* BLOQUE DE TEXTO *
Hasta el dos de noviembre era factible distinguir entre la Administración Bush y el pueblo norteamericano. Sólo la primera era responsable de los cien mil muertos iraquíes, las torturas de Abu Ghraib, el horror de Guantánamo. Ahora, después de las elecciones, la situación ha cambiado. ¿Se puede dudar acaso de que serán multitud las voces que en el mundo entero griten que el terrorismo de Estado se ha transformado en el terrorismo de toda una nación? El resultado electoral difícilmente legitima los crímenes de Bush, más bien hace partícipe de ellos a la gran mayoría de la sociedad americana.

Estos días los medios de comunicación se han hartado de repetir que los americanos en estos comicios han votado mayoritariamente dejándose guiar por los valores morales. Qué paradoja. Será más bien por los antivalores morales. ¿Qué moralidad es ésa que se siente incómoda ante el matrimonio de los homosexuales, pero contempla impasible la muerte de miles de niños a causa de los mísiles norteamericanos? ¿De qué valores hablamos? Se oponen a la eutanasia, pero se quedan impávidos ante el hecho de que cuarenta y cinco millones de ciudadanos carezcan de cobertura sanitaria y puedan morir sin asistencia médica en cualquier esquina.

Sólo el miedo, un miedo patológico, enfermizo, el que paraliza e impulsa a las sociedades a generar todo tipo de fascismo, puede explicar el resultado de las elecciones de EEUU. Muchos millones de americanos estuvieron dispuestos a vender su alma a cambio de seguridad y en su paranoia siguieron al que con menos pudor y sin matices se la ofrecía. Ni siquiera quisieron pararse a reflexionar si el ofrecimiento tenía consistencia o si se trataba más bien del lenguaje hueco de un predicador rural del lejano oeste.

Una vez más, se repite la leyenda del Gran Inquisidor en la que muchos años atrás Dostoievski plasmó con tanta precisión los mecanismos pulsionales que están detrás de cualquier fundamentalismo religioso o de cualquier fascismo político. En Sevilla, en el siglo XVI, las turbas arrojan a los pies del Inquisidor mayor su libertad rogándole que les libere de carga tan pesada e insoportable. A cambio sólo quieren seguridad, física pero principalmente intelectual, certeza. Muchos Estados de Norteamérica acaban de reinterpretar la función ante el comandante en jefe. Es el miedo a la libertad en el que Eric Fromm supo ver los fundamentos psicológicos del nazismo. La mediocridad personal se escuda en el nacionalismo. Uno se siente importante tan sólo porque pertenece a una nación importante. La existencia vulgar y vacía cobra sentido al formar parte de una idea trascendente y etérea.

El miedo a lo desconocido, la desconfianza hacia lo extraño, hacia el extranjero; predicar del otro, constituido en eje del mal, los instintos agresivos propios; atacar para que no me ataquen, guerra preventiva, estado de guerra permanente; sumisión total al caudillo, exaltación del líder fuerte y descerebrado; considerarse imbuidos de una misión universal e histórica, Dios salve a América; todos, todos ellos son elementos demasiado conocidos y constituyen el terreno abonado en el que han germinado multitud de sistemas autoritarios y tiránicos.

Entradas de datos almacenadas
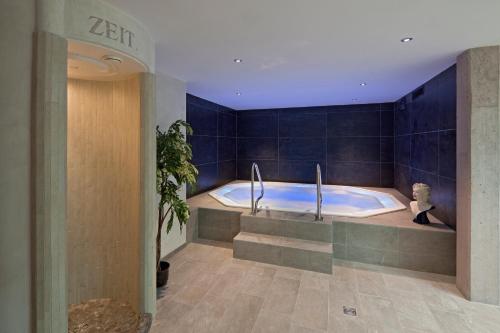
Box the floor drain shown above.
[344,305,356,316]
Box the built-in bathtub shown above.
[209,182,406,217]
[187,181,456,275]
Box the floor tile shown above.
[151,243,500,333]
[292,288,328,330]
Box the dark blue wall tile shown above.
[217,111,236,137]
[217,161,236,185]
[439,66,457,130]
[237,159,279,181]
[410,132,438,173]
[186,104,217,136]
[279,159,326,183]
[327,162,380,186]
[325,103,378,112]
[217,137,236,162]
[394,164,413,198]
[237,111,278,138]
[431,177,457,228]
[188,135,217,165]
[380,110,394,136]
[327,111,380,137]
[394,135,411,165]
[186,94,236,197]
[410,169,438,189]
[279,137,326,160]
[279,110,326,137]
[394,98,411,135]
[380,137,394,163]
[439,130,457,179]
[187,163,217,196]
[380,163,394,187]
[394,66,456,228]
[237,138,278,160]
[411,80,439,133]
[380,103,394,112]
[327,137,380,164]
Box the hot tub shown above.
[209,182,406,217]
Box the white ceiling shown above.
[108,0,500,109]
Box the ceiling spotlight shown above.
[101,55,122,64]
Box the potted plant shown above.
[156,120,198,287]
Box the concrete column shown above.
[0,0,35,333]
[139,73,156,316]
[457,46,500,304]
[33,32,68,332]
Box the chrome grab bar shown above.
[250,163,264,215]
[315,164,323,221]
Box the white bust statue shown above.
[410,183,434,224]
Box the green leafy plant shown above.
[156,120,198,271]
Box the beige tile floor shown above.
[152,243,500,333]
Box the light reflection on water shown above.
[224,186,385,212]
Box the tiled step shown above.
[240,211,333,243]
[233,232,333,274]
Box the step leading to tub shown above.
[233,231,333,274]
[240,211,333,243]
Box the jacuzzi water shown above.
[209,182,406,217]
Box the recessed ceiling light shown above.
[102,55,122,64]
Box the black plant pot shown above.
[156,261,170,288]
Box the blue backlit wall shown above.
[186,94,236,196]
[236,103,394,187]
[394,66,456,228]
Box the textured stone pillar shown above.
[457,46,500,304]
[33,32,68,332]
[139,73,156,315]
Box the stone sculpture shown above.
[410,183,435,224]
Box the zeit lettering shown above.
[89,16,135,48]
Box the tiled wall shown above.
[186,94,236,196]
[394,66,456,228]
[237,103,394,187]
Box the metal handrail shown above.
[315,164,323,221]
[250,163,264,215]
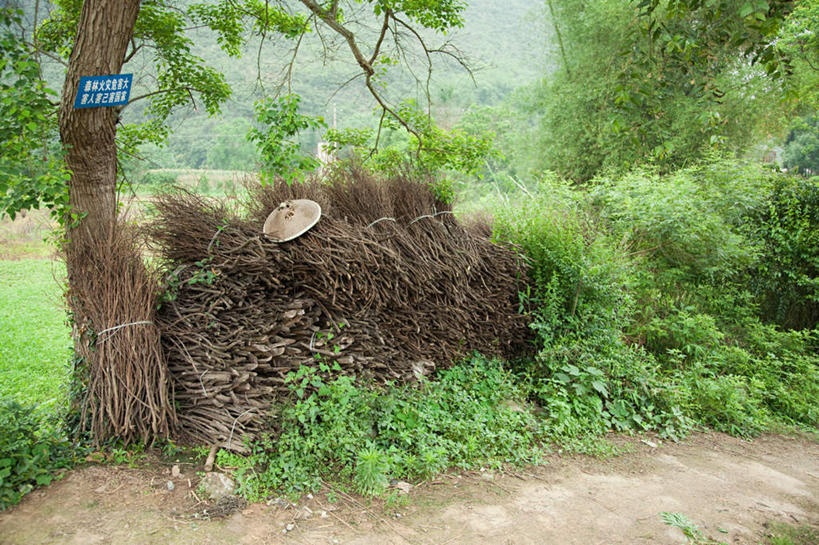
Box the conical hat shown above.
[263,199,321,242]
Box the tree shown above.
[0,0,478,441]
[534,0,787,180]
[0,8,66,219]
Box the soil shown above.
[0,433,819,545]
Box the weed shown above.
[660,511,726,545]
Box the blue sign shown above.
[74,74,134,108]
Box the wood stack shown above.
[151,171,529,451]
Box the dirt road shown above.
[0,433,819,545]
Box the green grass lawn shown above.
[0,259,71,405]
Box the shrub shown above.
[219,356,541,500]
[495,177,690,440]
[752,177,819,329]
[0,399,72,510]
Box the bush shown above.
[752,177,819,329]
[0,399,72,510]
[219,356,541,500]
[496,159,819,437]
[495,178,691,440]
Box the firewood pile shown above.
[150,171,529,451]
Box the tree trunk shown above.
[59,0,140,240]
[59,0,176,444]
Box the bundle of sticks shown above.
[150,169,529,451]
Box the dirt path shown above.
[0,434,819,545]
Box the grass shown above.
[0,210,55,260]
[0,259,71,404]
[766,523,819,545]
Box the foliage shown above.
[327,100,498,180]
[247,95,326,181]
[0,398,73,510]
[660,511,722,545]
[0,7,68,219]
[495,159,819,437]
[495,178,691,439]
[531,1,782,180]
[782,114,819,175]
[766,522,819,545]
[219,356,540,499]
[753,174,819,329]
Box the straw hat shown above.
[263,199,321,242]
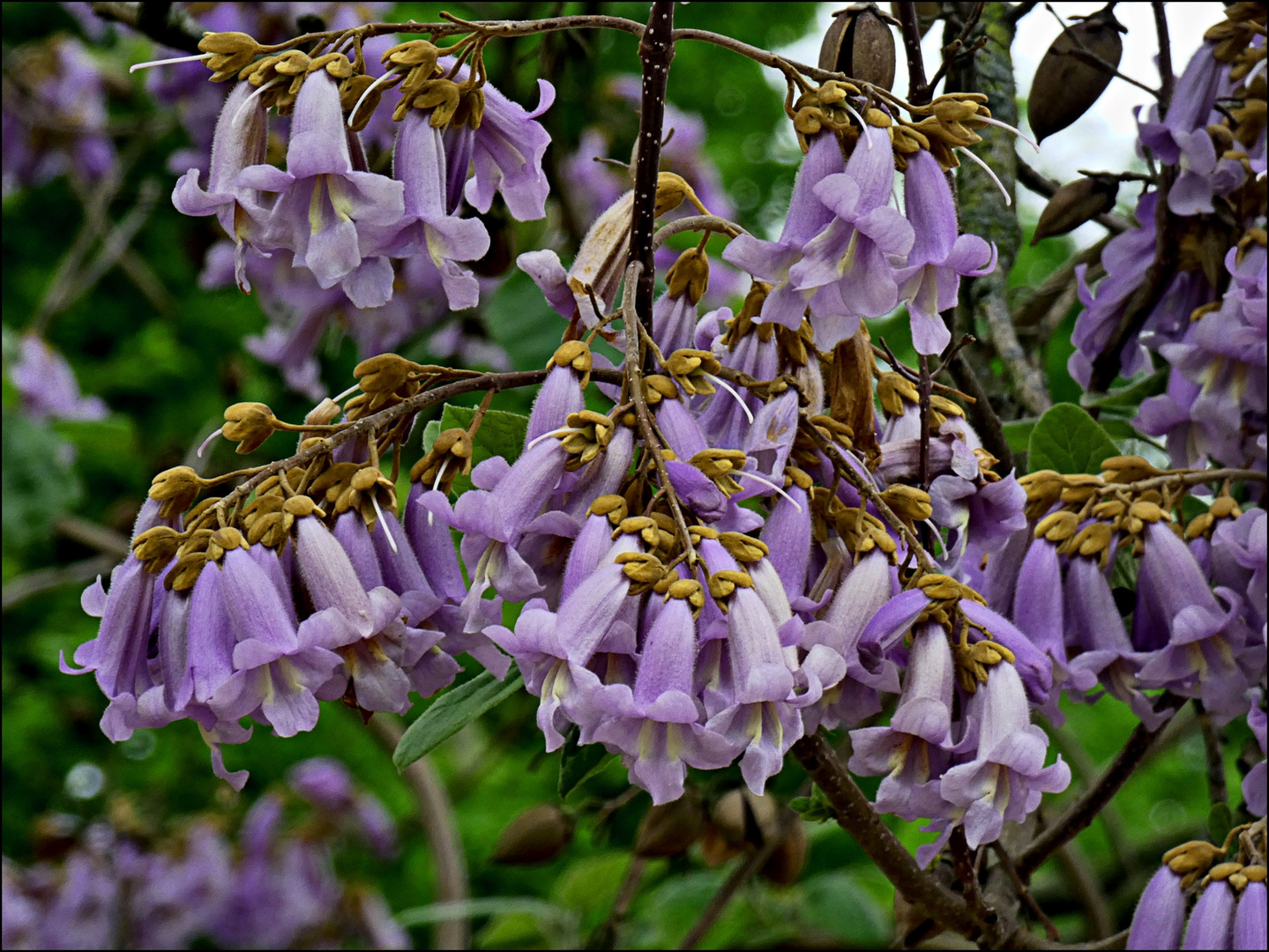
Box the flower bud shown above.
[150,466,203,518]
[489,804,572,866]
[220,403,274,454]
[1026,6,1127,142]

* SOBRE LA TAREA *
Cita textualmente un fragmento del texto sobre las elecciones de EEUU: empieza en las palabras "Una vez más, se" y termina después de "trascendente y etérea.".

* ESPACIO DE RESPUESTA *
Una vez más, se repite la leyenda del Gran Inquisidor en la que muchos años atrás Dostoievski plasmó con tanta precisión los mecanismos pulsionales que están detrás de cualquier fundamentalismo religioso o de cualquier fascismo político. En Sevilla, en el siglo XVI, las turbas arrojan a los pies del Inquisidor mayor su libertad rogándole que les libere de carga tan pesada e insoportable. A cambio sólo quieren seguridad, física pero principalmente intelectual, certeza. Muchos Estados de Norteamérica acaban de reinterpretar la función ante el comandante en jefe. Es el miedo a la libertad en el que Eric Fromm supo ver los fundamentos psicológicos del nazismo. La mediocridad personal se escuda en el nacionalismo. Uno se siente importante tan sólo porque pertenece a una nación importante. La existencia vulgar y vacía cobra sentido al formar parte de una idea trascendente y etérea.